EXERCISE DIRECTIONS: Write out exactly the lines running from the one with "fire truck rear" to the last line of the entries, keeping both the first and the last.
(RAW DATA)
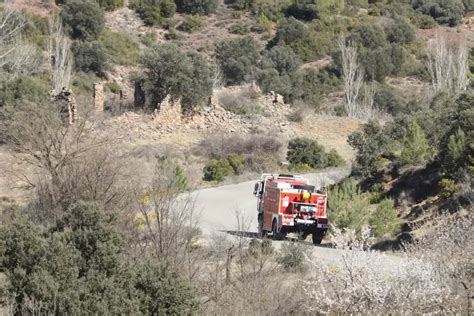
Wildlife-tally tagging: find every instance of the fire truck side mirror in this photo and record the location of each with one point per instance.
(257, 188)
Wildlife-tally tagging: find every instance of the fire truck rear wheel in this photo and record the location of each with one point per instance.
(276, 234)
(318, 237)
(261, 232)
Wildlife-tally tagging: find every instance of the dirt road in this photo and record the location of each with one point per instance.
(231, 209)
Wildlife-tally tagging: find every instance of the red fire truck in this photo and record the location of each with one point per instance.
(289, 204)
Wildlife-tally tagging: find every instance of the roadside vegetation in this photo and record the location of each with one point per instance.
(102, 234)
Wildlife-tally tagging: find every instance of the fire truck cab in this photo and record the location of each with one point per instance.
(289, 204)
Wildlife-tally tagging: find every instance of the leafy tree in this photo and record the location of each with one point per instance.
(238, 59)
(185, 76)
(83, 19)
(384, 221)
(89, 57)
(370, 144)
(415, 146)
(202, 7)
(448, 12)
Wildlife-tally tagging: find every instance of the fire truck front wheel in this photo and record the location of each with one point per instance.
(End RAW DATA)
RESPONSE BELOW:
Wildlife-tally tagging: find every instance of the fire truck rear wheel in this photo and record the location of each with one point per instance.
(276, 234)
(318, 237)
(261, 232)
Wildlife-tally tagging: find every instance of the dirt road in this photo and record the location of each with one point per instance.
(231, 209)
Wildlife-tally tagging: find every instance of the red fire truck in this photo and record the location of each with one point per instance.
(289, 204)
Wildlife-tally tagging: find every instance of the roadside vegetation in this photo and record the location of each with one point per instance.
(102, 234)
Wildlife-tally tagging: find every instance of the fire truck cab in this photo and record the location of each with one point per instance.
(289, 204)
Wildlife-tally tagging: find every instance of the leafy tree in this photo and record the location of each with one point per instance.
(238, 59)
(185, 76)
(83, 19)
(384, 221)
(89, 57)
(370, 144)
(415, 146)
(202, 7)
(448, 12)
Wildlife-tally tagging: find every instance of the fire truck front wheel in this photo and record the location of each with one point per instance.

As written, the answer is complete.